**WHAT IS EXPECTED:** Locate each line in the entries below that contains the string "trace", and reproduce every such line in full.

**ROWS:**
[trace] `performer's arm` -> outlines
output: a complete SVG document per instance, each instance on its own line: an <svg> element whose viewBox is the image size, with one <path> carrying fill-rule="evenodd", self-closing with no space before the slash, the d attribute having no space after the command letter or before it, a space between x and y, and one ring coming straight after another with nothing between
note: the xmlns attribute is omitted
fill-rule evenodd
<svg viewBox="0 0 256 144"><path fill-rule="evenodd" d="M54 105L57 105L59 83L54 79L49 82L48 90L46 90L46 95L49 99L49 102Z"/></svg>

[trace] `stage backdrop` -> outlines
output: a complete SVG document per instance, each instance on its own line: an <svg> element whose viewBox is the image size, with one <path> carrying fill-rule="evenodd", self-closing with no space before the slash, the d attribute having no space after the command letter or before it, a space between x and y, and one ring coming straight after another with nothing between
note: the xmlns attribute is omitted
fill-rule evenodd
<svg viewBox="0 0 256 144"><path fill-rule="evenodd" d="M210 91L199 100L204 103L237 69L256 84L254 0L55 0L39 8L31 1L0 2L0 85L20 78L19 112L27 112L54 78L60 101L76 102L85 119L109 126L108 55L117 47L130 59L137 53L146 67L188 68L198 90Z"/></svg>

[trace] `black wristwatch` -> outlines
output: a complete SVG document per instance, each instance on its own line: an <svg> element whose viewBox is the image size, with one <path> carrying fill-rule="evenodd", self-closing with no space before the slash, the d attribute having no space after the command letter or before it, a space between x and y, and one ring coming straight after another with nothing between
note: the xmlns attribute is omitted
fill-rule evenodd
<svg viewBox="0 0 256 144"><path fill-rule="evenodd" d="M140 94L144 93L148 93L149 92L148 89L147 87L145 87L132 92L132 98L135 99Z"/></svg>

**SOLUTION:**
[trace] `performer's arm` -> outlines
[trace] `stage backdrop` -> outlines
[trace] `black wristwatch` -> outlines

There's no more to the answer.